begin DATA LINES

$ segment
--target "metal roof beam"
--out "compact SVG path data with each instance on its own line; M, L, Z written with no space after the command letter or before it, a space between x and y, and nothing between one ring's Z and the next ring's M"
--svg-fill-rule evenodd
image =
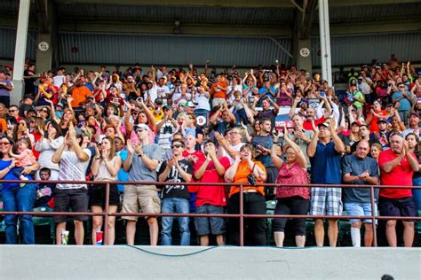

end DATA LINES

_GIVEN PROBLEM:_
Print the listing above without any changes, leaving out the picture.

_OUTPUT FOR THIS EXERCISE:_
$ segment
--target "metal roof beam"
--out "compact SVG path data with each instance on its own line; M, L, Z written with no space after the command letter or before it, a space between x and y, and nothing between one ring's Z and the next ring's M"
--svg-fill-rule evenodd
image =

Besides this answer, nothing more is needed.